THE TASK: Transcribe every line of the records below exactly, leaving out the pictures.

** Start **

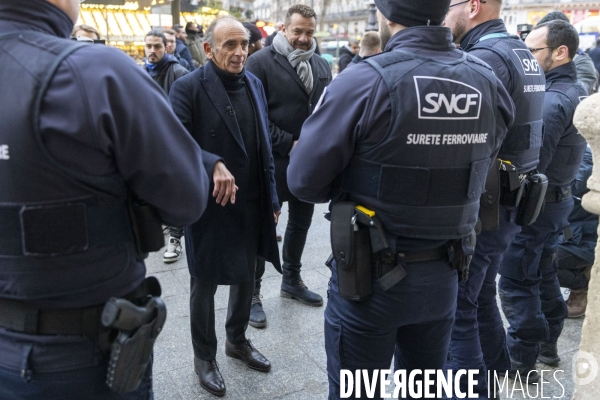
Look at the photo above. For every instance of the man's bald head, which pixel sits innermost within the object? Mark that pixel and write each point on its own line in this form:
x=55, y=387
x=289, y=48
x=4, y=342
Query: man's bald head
x=70, y=7
x=210, y=32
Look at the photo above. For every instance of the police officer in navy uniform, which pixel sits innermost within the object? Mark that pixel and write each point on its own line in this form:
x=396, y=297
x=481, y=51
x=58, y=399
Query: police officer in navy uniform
x=478, y=336
x=77, y=142
x=528, y=287
x=423, y=122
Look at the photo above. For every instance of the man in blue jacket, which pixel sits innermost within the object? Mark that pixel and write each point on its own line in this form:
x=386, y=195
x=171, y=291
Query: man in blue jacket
x=224, y=109
x=78, y=145
x=422, y=123
x=478, y=336
x=531, y=298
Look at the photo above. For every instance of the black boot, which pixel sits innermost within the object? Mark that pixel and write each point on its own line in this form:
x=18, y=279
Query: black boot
x=258, y=318
x=548, y=354
x=210, y=376
x=292, y=287
x=527, y=373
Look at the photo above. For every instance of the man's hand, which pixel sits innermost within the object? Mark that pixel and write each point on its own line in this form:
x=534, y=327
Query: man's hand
x=225, y=187
x=293, y=145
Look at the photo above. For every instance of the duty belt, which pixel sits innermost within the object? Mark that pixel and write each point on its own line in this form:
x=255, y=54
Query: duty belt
x=20, y=316
x=556, y=194
x=382, y=268
x=26, y=318
x=59, y=229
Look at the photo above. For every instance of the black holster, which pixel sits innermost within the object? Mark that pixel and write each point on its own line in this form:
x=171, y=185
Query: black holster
x=461, y=253
x=533, y=199
x=351, y=245
x=137, y=328
x=490, y=200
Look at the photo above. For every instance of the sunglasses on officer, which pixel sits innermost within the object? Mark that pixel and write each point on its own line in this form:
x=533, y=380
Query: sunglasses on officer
x=463, y=2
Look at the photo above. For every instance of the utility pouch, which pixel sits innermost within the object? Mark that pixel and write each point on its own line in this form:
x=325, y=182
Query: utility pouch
x=461, y=253
x=147, y=226
x=131, y=351
x=511, y=184
x=490, y=200
x=533, y=200
x=351, y=245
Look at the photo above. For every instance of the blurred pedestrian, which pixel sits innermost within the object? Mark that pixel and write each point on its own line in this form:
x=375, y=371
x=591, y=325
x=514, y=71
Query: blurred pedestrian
x=86, y=134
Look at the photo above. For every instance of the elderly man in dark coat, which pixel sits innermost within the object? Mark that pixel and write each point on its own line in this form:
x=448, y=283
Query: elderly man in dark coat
x=294, y=77
x=225, y=110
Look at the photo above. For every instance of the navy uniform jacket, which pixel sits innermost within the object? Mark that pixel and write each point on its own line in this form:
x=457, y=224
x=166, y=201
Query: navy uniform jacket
x=563, y=147
x=215, y=243
x=104, y=116
x=328, y=142
x=524, y=82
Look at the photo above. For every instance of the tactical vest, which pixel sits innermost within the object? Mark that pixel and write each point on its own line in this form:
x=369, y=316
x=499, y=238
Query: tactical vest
x=425, y=177
x=524, y=139
x=63, y=234
x=570, y=149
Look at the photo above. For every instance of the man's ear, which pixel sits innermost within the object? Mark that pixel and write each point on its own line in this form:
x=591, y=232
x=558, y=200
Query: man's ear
x=208, y=50
x=562, y=53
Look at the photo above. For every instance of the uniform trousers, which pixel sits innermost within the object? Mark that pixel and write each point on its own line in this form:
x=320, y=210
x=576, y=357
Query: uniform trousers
x=202, y=301
x=59, y=367
x=529, y=290
x=412, y=320
x=478, y=336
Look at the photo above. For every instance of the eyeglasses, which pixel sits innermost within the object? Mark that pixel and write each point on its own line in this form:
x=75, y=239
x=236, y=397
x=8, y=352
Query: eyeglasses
x=539, y=48
x=462, y=2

** End **

RESULT:
Look at the photo above. For every instance of the man's bald head, which pixel sits innermost within the object? Mark that pixel and write each point on its own line in this form:
x=55, y=387
x=289, y=48
x=4, y=342
Query: man's bald head
x=70, y=7
x=210, y=32
Look at the photo above. For every instance of the police officer in navy uniform, which pixel sits innermost within the object? Mark that pixel and write each point on its own line in this form:
x=396, y=297
x=481, y=51
x=58, y=399
Query: police officer in navy uniform
x=478, y=336
x=77, y=142
x=528, y=287
x=423, y=122
Look at the photo above. For every instance of the man in blue jacket, which pixel sits innermost within the object? Mark that pixel and write each point on its own line in this form:
x=386, y=195
x=171, y=291
Query: man in blue jacket
x=224, y=109
x=78, y=145
x=422, y=123
x=478, y=336
x=531, y=298
Look at the photo above. For every instance of the black boot, which pixel sits innermost within the object? Mark that pixel and write each point on its own line in this form:
x=18, y=279
Query: black boot
x=258, y=318
x=548, y=354
x=210, y=376
x=292, y=287
x=527, y=373
Look at the photo above. For every instance of the man's hand, which pixel sits innermost within the object? Mark that pixel and write each point on its own line in this form:
x=534, y=327
Query: man's hand
x=225, y=187
x=293, y=145
Look at the photo above. For every instance of the duty belt, which pixel sits innermost within the object? Mark that pixel and write each point on its own line in this form:
x=255, y=54
Query: duty belt
x=20, y=316
x=556, y=194
x=382, y=268
x=26, y=318
x=59, y=229
Look at the photo above. For every instance of the black holster, which pixel sits innermost within the object? Mark that pixel and write each point on its own line in this form:
x=171, y=185
Query: black holster
x=461, y=253
x=533, y=199
x=351, y=245
x=137, y=328
x=490, y=200
Look at the photo above. For every instance of the sunglasses on officer, which pixel sits innermost within the object? Mark that pixel and write each point on its own line in this form:
x=533, y=380
Query: sunglasses on officer
x=463, y=2
Look at the photo above. For every instance of the utility pouch, which pixel sits innermost within the object? Mark that pixel and write each point on its own line in this form:
x=325, y=182
Query: utility pouch
x=461, y=253
x=147, y=226
x=131, y=351
x=511, y=184
x=490, y=200
x=533, y=200
x=351, y=245
Look at the photo above. For every instance of the blurred pedestrian, which pixel sits innermost within the object? Mark that pixel and write each point on its own line in this form:
x=375, y=371
x=591, y=325
x=514, y=71
Query: blurred pedestrian
x=86, y=134
Look at the photo above. For every instance of the elderly man in dark coat, which pixel sits innermost within the object? Mark that pixel and write each point on its own line in this form:
x=448, y=283
Query: elderly man in dark coat
x=294, y=77
x=225, y=110
Look at the photo above. For every instance of the navy uniform jacket, which pixel sits innermost within the object? Mark that pixel and write each point on its own line in this form:
x=457, y=224
x=166, y=201
Query: navy uniform jacket
x=563, y=147
x=215, y=243
x=104, y=116
x=328, y=142
x=524, y=82
Look at the photo above. For every instance of the tactical vest, which pixel sits innermost within the object? Mark that pixel and write each point on its own line in this form:
x=369, y=316
x=499, y=238
Query: tactical vest
x=425, y=177
x=524, y=139
x=63, y=234
x=570, y=149
Look at the photo above. For every instance of the man's ear, which pixel sits innermost within the object? Mark that pixel and write each point on its own line in this form:
x=591, y=232
x=558, y=200
Query: man's ear
x=208, y=50
x=562, y=53
Look at the photo above. For every instance of the uniform trousers, which pixel sits innermost within the object? Mark that pixel and write each point on its own line in this form:
x=320, y=210
x=576, y=357
Query: uniform trousers
x=202, y=301
x=59, y=367
x=529, y=290
x=412, y=320
x=478, y=336
Look at the photo above. For every instance of the eyeglasses, which pixel sits innermost within the object? Mark that pixel and write each point on its own line in this form:
x=75, y=239
x=236, y=397
x=8, y=352
Query: eyeglasses
x=539, y=48
x=462, y=2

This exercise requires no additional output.